== Work task ==
One figure is the whole answer: the number of lines below that contain the word "target".

== Data to process ==
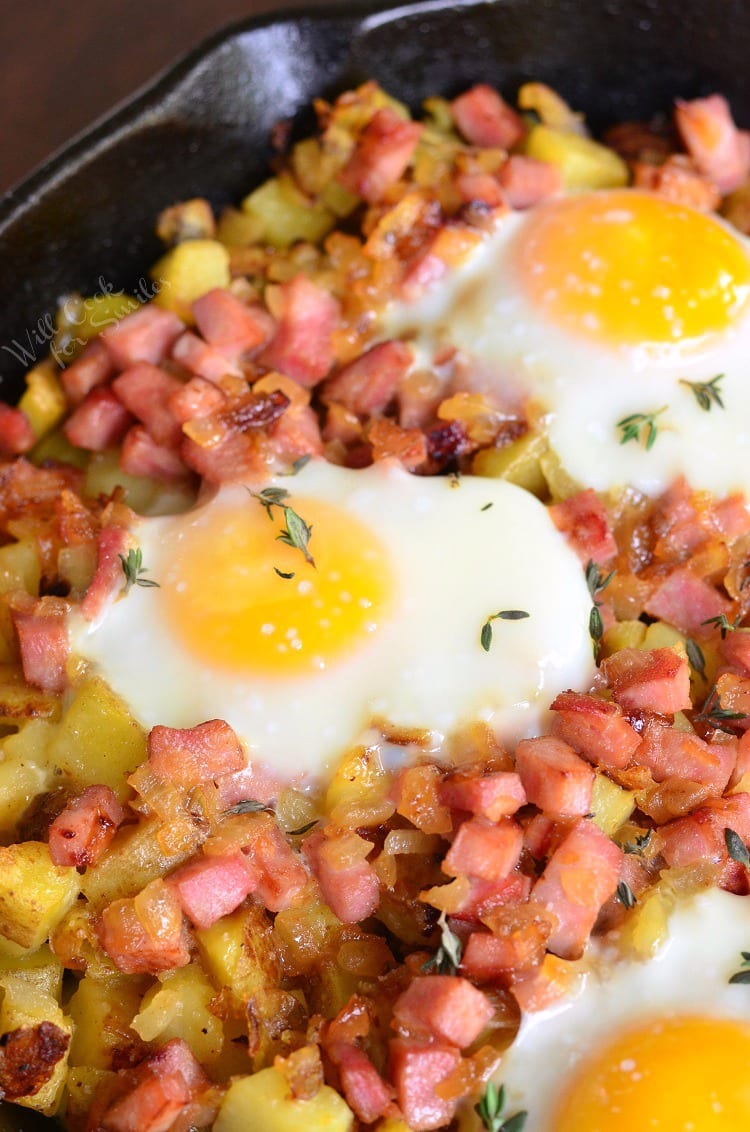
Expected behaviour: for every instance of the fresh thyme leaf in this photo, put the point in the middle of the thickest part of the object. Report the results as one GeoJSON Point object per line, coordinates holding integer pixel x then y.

...

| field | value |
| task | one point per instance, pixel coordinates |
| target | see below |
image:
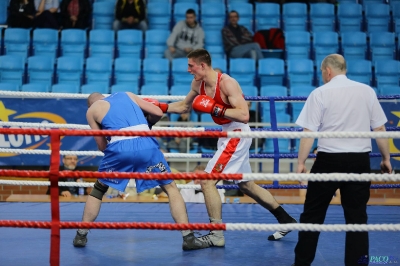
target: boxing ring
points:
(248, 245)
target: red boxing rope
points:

== Response to the exercise ==
3